[Position identification data]

--------------------------------

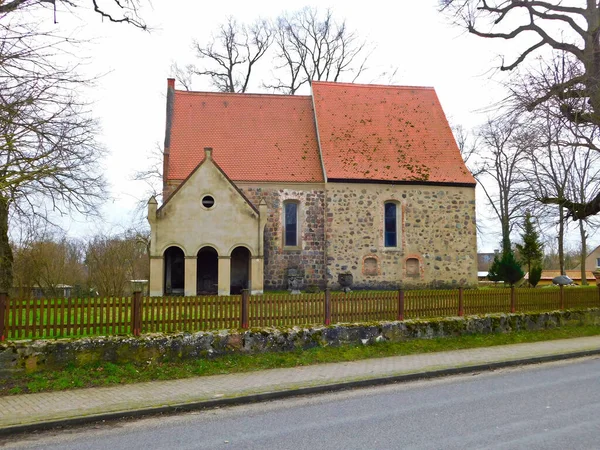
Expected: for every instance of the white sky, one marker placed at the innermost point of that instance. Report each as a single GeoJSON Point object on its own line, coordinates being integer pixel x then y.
{"type": "Point", "coordinates": [130, 99]}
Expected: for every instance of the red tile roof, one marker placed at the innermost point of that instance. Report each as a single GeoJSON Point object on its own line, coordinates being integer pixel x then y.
{"type": "Point", "coordinates": [255, 137]}
{"type": "Point", "coordinates": [574, 275]}
{"type": "Point", "coordinates": [387, 133]}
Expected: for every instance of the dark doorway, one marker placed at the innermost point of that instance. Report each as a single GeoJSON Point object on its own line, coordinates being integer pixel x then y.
{"type": "Point", "coordinates": [208, 271]}
{"type": "Point", "coordinates": [174, 271]}
{"type": "Point", "coordinates": [240, 270]}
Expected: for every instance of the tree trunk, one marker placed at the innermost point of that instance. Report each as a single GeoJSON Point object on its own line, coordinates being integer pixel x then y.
{"type": "Point", "coordinates": [561, 240]}
{"type": "Point", "coordinates": [505, 235]}
{"type": "Point", "coordinates": [6, 257]}
{"type": "Point", "coordinates": [583, 252]}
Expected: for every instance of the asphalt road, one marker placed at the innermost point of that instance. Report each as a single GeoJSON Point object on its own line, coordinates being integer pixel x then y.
{"type": "Point", "coordinates": [550, 406]}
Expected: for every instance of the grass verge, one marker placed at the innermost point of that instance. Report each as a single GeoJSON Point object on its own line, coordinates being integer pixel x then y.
{"type": "Point", "coordinates": [107, 374]}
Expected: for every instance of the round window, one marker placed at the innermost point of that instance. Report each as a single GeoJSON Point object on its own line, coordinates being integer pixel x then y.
{"type": "Point", "coordinates": [208, 201]}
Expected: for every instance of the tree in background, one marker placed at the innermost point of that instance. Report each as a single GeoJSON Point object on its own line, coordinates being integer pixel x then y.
{"type": "Point", "coordinates": [305, 45]}
{"type": "Point", "coordinates": [570, 32]}
{"type": "Point", "coordinates": [114, 260]}
{"type": "Point", "coordinates": [502, 152]}
{"type": "Point", "coordinates": [231, 55]}
{"type": "Point", "coordinates": [535, 275]}
{"type": "Point", "coordinates": [49, 155]}
{"type": "Point", "coordinates": [48, 262]}
{"type": "Point", "coordinates": [117, 11]}
{"type": "Point", "coordinates": [311, 46]}
{"type": "Point", "coordinates": [531, 251]}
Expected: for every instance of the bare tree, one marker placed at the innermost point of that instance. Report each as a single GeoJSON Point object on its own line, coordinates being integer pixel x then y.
{"type": "Point", "coordinates": [113, 261]}
{"type": "Point", "coordinates": [152, 177]}
{"type": "Point", "coordinates": [231, 55]}
{"type": "Point", "coordinates": [550, 161]}
{"type": "Point", "coordinates": [49, 155]}
{"type": "Point", "coordinates": [467, 144]}
{"type": "Point", "coordinates": [48, 261]}
{"type": "Point", "coordinates": [565, 30]}
{"type": "Point", "coordinates": [118, 11]}
{"type": "Point", "coordinates": [311, 47]}
{"type": "Point", "coordinates": [498, 172]}
{"type": "Point", "coordinates": [584, 183]}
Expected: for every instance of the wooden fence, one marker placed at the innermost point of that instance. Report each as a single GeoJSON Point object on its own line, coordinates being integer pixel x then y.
{"type": "Point", "coordinates": [70, 317]}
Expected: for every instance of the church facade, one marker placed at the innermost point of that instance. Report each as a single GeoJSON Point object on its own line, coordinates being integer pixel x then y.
{"type": "Point", "coordinates": [354, 179]}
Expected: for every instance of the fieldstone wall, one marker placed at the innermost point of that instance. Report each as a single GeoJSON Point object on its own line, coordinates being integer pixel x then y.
{"type": "Point", "coordinates": [21, 356]}
{"type": "Point", "coordinates": [436, 236]}
{"type": "Point", "coordinates": [309, 258]}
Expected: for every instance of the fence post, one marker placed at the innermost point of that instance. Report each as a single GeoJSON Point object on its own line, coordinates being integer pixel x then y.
{"type": "Point", "coordinates": [400, 304]}
{"type": "Point", "coordinates": [513, 299]}
{"type": "Point", "coordinates": [562, 297]}
{"type": "Point", "coordinates": [244, 316]}
{"type": "Point", "coordinates": [3, 315]}
{"type": "Point", "coordinates": [327, 306]}
{"type": "Point", "coordinates": [136, 315]}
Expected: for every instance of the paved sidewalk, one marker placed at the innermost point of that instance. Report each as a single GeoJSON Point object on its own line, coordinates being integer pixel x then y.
{"type": "Point", "coordinates": [31, 411]}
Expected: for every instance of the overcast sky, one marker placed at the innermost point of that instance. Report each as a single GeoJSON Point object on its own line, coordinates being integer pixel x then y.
{"type": "Point", "coordinates": [129, 99]}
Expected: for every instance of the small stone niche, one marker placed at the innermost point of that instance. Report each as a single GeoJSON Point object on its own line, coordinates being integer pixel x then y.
{"type": "Point", "coordinates": [412, 267]}
{"type": "Point", "coordinates": [370, 266]}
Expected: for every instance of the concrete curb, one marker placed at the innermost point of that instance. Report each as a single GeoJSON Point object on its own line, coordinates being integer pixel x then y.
{"type": "Point", "coordinates": [254, 398]}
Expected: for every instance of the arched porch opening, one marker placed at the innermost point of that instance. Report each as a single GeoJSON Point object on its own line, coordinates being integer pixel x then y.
{"type": "Point", "coordinates": [207, 271]}
{"type": "Point", "coordinates": [240, 270]}
{"type": "Point", "coordinates": [174, 278]}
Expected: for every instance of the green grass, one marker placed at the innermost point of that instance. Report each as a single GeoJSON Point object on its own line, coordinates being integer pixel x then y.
{"type": "Point", "coordinates": [111, 316]}
{"type": "Point", "coordinates": [107, 374]}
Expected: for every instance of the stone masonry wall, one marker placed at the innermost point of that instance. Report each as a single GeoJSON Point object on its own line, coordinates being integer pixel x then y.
{"type": "Point", "coordinates": [436, 235]}
{"type": "Point", "coordinates": [21, 356]}
{"type": "Point", "coordinates": [309, 258]}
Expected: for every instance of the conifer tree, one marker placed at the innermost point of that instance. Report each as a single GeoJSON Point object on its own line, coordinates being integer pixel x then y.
{"type": "Point", "coordinates": [530, 251]}
{"type": "Point", "coordinates": [506, 269]}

--------------------------------

Written problem ▸
Copy the data above line for line without any changes, leaving out the pictures.

Result for this exercise ▸
Expected: for every instance of the white sky, one marker placed at the innermost point of that instance. Report each as a single GeoJSON Point object on its own line, coordinates being integer pixel x then y.
{"type": "Point", "coordinates": [130, 99]}
Expected: for every instance of the red tile roof, one marker placed at the innermost point of that instance. Report each as a single GeoJSON Point object on its own line, coordinates being integer pixel x then y.
{"type": "Point", "coordinates": [255, 137]}
{"type": "Point", "coordinates": [574, 275]}
{"type": "Point", "coordinates": [387, 133]}
Expected: for every instance of the dark doorway, one marker placed at the innermost point of that instance. Report each as a single GeoJSON Point object on its own line, coordinates being integer pixel x then y.
{"type": "Point", "coordinates": [208, 271]}
{"type": "Point", "coordinates": [174, 271]}
{"type": "Point", "coordinates": [240, 270]}
Expected: for every instance of the tree trunk, one marker placed at the innermost point of that instance. Report each as a single GeoJSON Point object on its own line, coordinates being integer pixel x then y.
{"type": "Point", "coordinates": [561, 240]}
{"type": "Point", "coordinates": [505, 235]}
{"type": "Point", "coordinates": [6, 257]}
{"type": "Point", "coordinates": [583, 252]}
Expected: for every instance of the asphalt road, one marker placed at the innermost point of that instance. Report each as a single GeoJSON Point object on its own line, coordinates being integer pixel x then y.
{"type": "Point", "coordinates": [550, 406]}
Expected: for every instance of the grass verge, one marker placed at the innermost point of that instance. Report each as a single GeoJSON Point object on its own line, coordinates being integer pixel x then y.
{"type": "Point", "coordinates": [107, 374]}
Expected: for every instance of the round window, one marker placed at the innermost point of that instance. Report each as a single GeoJSON Point object on its own line, coordinates being integer pixel x then y.
{"type": "Point", "coordinates": [208, 201]}
Expected: for every instance of the tree in background, one marker placed at the innermost point of that instance. Report each as a single GeoJSON Point object on its own line, coordinates being integer pixel x then y.
{"type": "Point", "coordinates": [305, 45]}
{"type": "Point", "coordinates": [570, 32]}
{"type": "Point", "coordinates": [114, 260]}
{"type": "Point", "coordinates": [502, 152]}
{"type": "Point", "coordinates": [231, 55]}
{"type": "Point", "coordinates": [535, 275]}
{"type": "Point", "coordinates": [49, 155]}
{"type": "Point", "coordinates": [48, 262]}
{"type": "Point", "coordinates": [117, 11]}
{"type": "Point", "coordinates": [311, 46]}
{"type": "Point", "coordinates": [531, 251]}
Expected: for every instance of the bare tree, one marker placed at the innermost point of that instance. Report each as a single GeoJSON Point object on its own line, coordinates being integer pixel x then y.
{"type": "Point", "coordinates": [113, 261]}
{"type": "Point", "coordinates": [152, 177]}
{"type": "Point", "coordinates": [231, 55]}
{"type": "Point", "coordinates": [550, 161]}
{"type": "Point", "coordinates": [49, 155]}
{"type": "Point", "coordinates": [467, 144]}
{"type": "Point", "coordinates": [48, 261]}
{"type": "Point", "coordinates": [565, 30]}
{"type": "Point", "coordinates": [118, 11]}
{"type": "Point", "coordinates": [311, 47]}
{"type": "Point", "coordinates": [498, 172]}
{"type": "Point", "coordinates": [584, 183]}
Expected: for every instance of the wooden fence, one marker placed at the innermost point of that instance. Report each as a single GeoJSON Point object on its own line, coordinates being integer pixel x then y.
{"type": "Point", "coordinates": [70, 317]}
Expected: for every instance of the church facade, one marker placed at the innermost point of that instance. Report each as a single GeoJSON Point object on its own line, coordinates being integer pixel x then y.
{"type": "Point", "coordinates": [354, 179]}
Expected: for every instance of the fieldstone wall, one marker placed at the innermost point of that instance. Report each as a single GeoJSON Point object on its own line, coordinates being integer pixel x then y.
{"type": "Point", "coordinates": [21, 356]}
{"type": "Point", "coordinates": [436, 236]}
{"type": "Point", "coordinates": [309, 258]}
Expected: for every instance of the fence post, one marker placed at the innermost point of that instance. Report each as a single GeoJSON Point object on its own line, coordinates being integer pixel x then y.
{"type": "Point", "coordinates": [400, 304]}
{"type": "Point", "coordinates": [513, 299]}
{"type": "Point", "coordinates": [562, 297]}
{"type": "Point", "coordinates": [244, 316]}
{"type": "Point", "coordinates": [3, 315]}
{"type": "Point", "coordinates": [327, 306]}
{"type": "Point", "coordinates": [136, 315]}
Expected: for every instance of the paved sidewalk, one marker placed at the innermost point of that instance. Report each as a single GeoJSON Point object on its own line, coordinates being integer pixel x then y.
{"type": "Point", "coordinates": [31, 411]}
Expected: for every instance of the overcast sky, one marker placed at the innermost point of that instance. Report each as a single GeoJSON Point object on its own line, coordinates being integer pixel x then y.
{"type": "Point", "coordinates": [129, 99]}
Expected: for every instance of the small stone niche, one marker placed at the innermost point of that instance. Report each as a single GeoJSON Point object on its own line, coordinates being integer pixel x then y.
{"type": "Point", "coordinates": [412, 267]}
{"type": "Point", "coordinates": [370, 266]}
Expected: for every instance of the concrete curb, one marker placed at the innermost point of that instance. Report each as a single GeoJSON Point object on its own line, coordinates being integer pixel x then y.
{"type": "Point", "coordinates": [254, 398]}
Expected: for every instance of the arched porch opening, one marker placed at the innermost point of that instance. Report each as a single GeoJSON Point object on its own line, coordinates being integer pixel x then y.
{"type": "Point", "coordinates": [207, 271]}
{"type": "Point", "coordinates": [240, 270]}
{"type": "Point", "coordinates": [174, 278]}
Expected: for every instance of the green grass, one marker placed at the innermost point of that instance. Report each as a single GeoJSON Point object on its own line, coordinates being integer pixel x then y.
{"type": "Point", "coordinates": [111, 316]}
{"type": "Point", "coordinates": [107, 374]}
Expected: for every instance of the stone masonry wall, one marker placed at the innermost point of that instance. Report each as a single GeoJSON Point object on its own line, coordinates being integer pixel x then y.
{"type": "Point", "coordinates": [436, 235]}
{"type": "Point", "coordinates": [21, 356]}
{"type": "Point", "coordinates": [309, 258]}
Expected: for every instance of the conifer tree, one marker placed at the innermost point of that instance. Report each as a single GeoJSON Point object on its own line, coordinates being integer pixel x then y.
{"type": "Point", "coordinates": [530, 251]}
{"type": "Point", "coordinates": [506, 269]}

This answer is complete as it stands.